## Problem to solve
Consider the listing below. Extract exactly the lines from the line containing "User intent: locate the dark" to the line containing "User intent: locate the cake", both included.
Information given Block Start
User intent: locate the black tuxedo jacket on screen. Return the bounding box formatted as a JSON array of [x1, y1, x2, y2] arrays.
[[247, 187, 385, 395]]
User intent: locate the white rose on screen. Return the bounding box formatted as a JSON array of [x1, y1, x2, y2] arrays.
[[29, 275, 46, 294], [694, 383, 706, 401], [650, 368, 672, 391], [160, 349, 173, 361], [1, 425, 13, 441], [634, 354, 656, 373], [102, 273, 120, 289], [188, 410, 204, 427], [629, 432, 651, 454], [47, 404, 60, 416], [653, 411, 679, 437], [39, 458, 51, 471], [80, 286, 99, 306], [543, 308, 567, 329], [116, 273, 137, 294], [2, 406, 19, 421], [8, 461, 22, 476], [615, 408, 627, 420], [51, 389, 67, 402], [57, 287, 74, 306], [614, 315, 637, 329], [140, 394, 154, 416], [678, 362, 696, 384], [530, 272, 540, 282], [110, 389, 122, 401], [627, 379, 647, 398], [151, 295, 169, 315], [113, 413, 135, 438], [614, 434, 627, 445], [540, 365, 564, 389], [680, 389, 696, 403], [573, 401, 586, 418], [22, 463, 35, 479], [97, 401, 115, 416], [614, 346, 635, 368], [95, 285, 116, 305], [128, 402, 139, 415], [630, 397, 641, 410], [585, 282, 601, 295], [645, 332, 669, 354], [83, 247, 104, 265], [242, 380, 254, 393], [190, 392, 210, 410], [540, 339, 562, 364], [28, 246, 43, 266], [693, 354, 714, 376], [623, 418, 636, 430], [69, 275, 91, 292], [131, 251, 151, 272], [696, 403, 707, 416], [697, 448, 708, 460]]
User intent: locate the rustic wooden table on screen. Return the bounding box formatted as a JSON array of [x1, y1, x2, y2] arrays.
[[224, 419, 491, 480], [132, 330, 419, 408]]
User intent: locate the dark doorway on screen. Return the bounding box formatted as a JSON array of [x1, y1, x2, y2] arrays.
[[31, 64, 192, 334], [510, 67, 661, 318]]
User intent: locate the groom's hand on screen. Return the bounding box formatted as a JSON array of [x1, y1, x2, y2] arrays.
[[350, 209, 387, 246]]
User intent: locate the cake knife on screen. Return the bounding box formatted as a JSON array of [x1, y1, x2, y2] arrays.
Information given Block End
Information given Block Start
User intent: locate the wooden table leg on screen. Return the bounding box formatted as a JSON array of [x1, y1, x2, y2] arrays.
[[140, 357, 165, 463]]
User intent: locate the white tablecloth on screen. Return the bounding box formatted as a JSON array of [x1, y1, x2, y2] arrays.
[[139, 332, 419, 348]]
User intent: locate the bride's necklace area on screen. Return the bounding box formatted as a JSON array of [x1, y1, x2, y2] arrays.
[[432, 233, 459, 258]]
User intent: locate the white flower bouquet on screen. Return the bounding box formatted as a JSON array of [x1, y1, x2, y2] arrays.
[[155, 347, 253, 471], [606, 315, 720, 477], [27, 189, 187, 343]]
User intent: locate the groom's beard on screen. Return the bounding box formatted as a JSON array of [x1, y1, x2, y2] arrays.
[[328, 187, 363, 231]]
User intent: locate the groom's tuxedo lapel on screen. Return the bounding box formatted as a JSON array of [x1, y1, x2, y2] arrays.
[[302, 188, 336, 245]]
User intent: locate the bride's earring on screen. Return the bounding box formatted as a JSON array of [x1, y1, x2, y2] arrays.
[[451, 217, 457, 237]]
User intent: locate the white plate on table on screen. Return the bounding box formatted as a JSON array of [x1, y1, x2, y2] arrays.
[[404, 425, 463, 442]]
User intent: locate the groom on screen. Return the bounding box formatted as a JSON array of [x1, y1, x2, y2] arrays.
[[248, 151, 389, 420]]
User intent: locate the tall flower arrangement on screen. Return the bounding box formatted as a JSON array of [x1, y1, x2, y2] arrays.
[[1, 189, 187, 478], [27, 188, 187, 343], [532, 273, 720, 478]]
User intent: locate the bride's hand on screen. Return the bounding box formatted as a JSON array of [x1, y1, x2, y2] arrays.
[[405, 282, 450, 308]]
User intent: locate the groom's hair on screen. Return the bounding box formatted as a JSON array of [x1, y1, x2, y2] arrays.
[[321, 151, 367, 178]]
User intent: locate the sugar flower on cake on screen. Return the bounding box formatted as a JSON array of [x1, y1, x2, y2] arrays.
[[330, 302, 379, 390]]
Information given Block End
## Answer for the task
User intent: locate the dark doorway on screen. Return the bounding box formatted as a JSON array of [x1, y1, x2, y2] arrays.
[[31, 64, 192, 334], [510, 67, 661, 318]]
User intent: locate the groom's hand on screen. Return the bounding box formatted as a JSON array of [x1, y1, x2, y2] arrays.
[[350, 209, 387, 246]]
User intent: locate the cake knife on screen. Return the bounding box formatted as a JSON array of [x1, y1, x2, y2] arrays.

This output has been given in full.